### Your instructions
Rewrite the material as a Markdown table with the columns "Row" and "Line", beginning at the line containing "point: woman's ankle" and continuing through the end of the material. Omit blank lines and include nothing outside that span.

(Point annotations for photos)
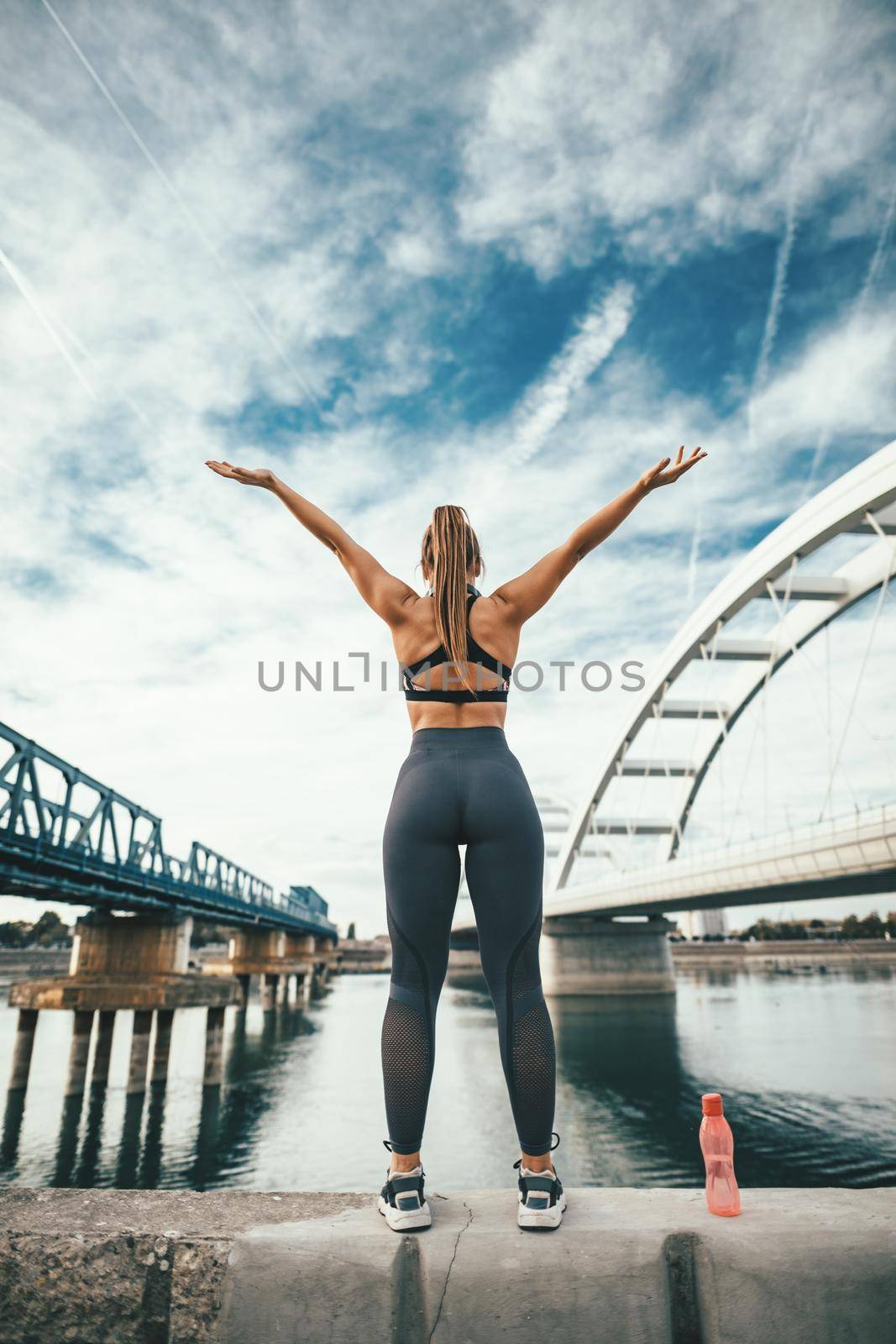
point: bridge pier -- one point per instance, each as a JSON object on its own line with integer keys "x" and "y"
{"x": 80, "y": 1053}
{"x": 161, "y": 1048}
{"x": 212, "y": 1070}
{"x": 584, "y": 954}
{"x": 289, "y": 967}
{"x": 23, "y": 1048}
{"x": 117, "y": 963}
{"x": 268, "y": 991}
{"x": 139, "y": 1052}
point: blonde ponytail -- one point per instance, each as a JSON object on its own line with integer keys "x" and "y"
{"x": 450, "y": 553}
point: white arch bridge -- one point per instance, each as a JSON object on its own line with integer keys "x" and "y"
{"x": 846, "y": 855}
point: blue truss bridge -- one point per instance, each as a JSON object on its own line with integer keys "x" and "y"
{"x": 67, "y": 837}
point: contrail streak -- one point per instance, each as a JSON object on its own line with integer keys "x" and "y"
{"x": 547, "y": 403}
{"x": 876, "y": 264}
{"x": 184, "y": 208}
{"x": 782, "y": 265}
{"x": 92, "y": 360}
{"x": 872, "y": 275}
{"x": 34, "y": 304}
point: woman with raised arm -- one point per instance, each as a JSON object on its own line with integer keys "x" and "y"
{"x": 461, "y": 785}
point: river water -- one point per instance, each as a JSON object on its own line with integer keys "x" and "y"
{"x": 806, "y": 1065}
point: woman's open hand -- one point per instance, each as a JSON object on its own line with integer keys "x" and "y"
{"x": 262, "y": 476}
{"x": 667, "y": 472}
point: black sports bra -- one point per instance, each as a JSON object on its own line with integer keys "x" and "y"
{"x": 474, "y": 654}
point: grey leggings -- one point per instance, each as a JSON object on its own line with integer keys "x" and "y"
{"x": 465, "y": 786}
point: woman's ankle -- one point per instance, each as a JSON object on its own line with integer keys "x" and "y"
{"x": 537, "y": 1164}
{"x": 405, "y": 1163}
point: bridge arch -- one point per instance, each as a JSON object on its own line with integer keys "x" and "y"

### Correct response
| Row | Line |
|---|---|
| 1 | point: woman's ankle -- one point per instance, each as a JSON object on its own line with integer keys "x" and "y" |
| 2 | {"x": 537, "y": 1164} |
| 3 | {"x": 405, "y": 1163} |
| 4 | point: bridge arch -- one point per instance, each as a JSON object on its own line with integer keys "x" and "y" |